## START RECORDS SUPPLIED

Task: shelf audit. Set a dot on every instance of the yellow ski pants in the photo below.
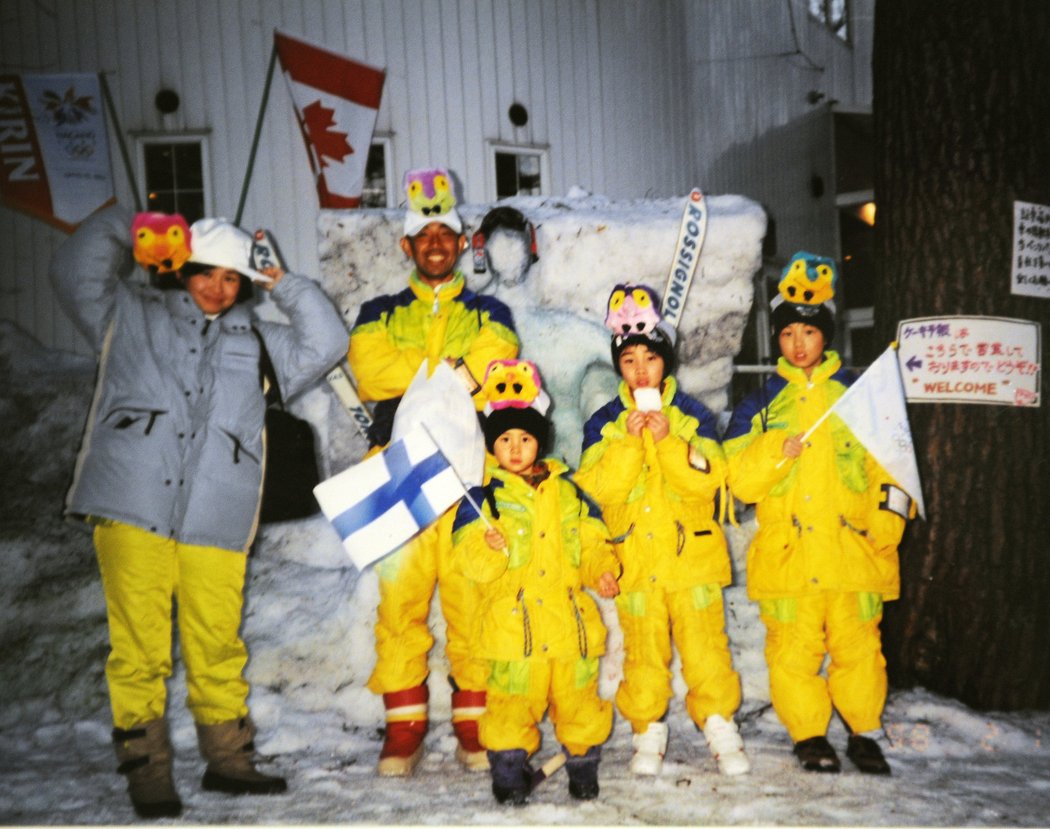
(696, 618)
(141, 575)
(800, 631)
(520, 694)
(403, 640)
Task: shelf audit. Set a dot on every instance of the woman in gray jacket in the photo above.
(170, 475)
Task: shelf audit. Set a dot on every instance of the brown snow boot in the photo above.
(405, 728)
(144, 753)
(467, 706)
(229, 749)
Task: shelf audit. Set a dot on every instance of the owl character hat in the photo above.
(805, 294)
(515, 399)
(633, 318)
(429, 198)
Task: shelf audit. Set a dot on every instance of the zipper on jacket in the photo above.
(526, 628)
(581, 630)
(846, 524)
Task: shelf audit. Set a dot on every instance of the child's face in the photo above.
(802, 345)
(641, 367)
(516, 450)
(214, 291)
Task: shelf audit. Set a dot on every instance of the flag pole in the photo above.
(466, 494)
(120, 141)
(831, 408)
(255, 139)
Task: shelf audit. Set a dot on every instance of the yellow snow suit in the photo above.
(660, 508)
(824, 556)
(141, 573)
(540, 632)
(392, 337)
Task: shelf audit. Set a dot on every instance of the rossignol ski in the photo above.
(687, 255)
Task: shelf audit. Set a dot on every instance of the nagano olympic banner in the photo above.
(54, 149)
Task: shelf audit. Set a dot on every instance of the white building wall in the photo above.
(631, 98)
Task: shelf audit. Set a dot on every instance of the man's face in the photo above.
(435, 250)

## END RECORDS SUPPLIED

REQUIRED WORK >> Render everything from the line containing "wall in the photo above." down to the last of the rows as a numbered list, both ends included and blank lines left out.

OUTPUT FOR THIS EXERCISE >>
1. Task: shelf audit. Set a dot on every instance of the white building wall in the photo above.
2. (631, 98)
3. Task: shelf audit. Set a dot on every instance of the man's face in the photo above.
4. (435, 250)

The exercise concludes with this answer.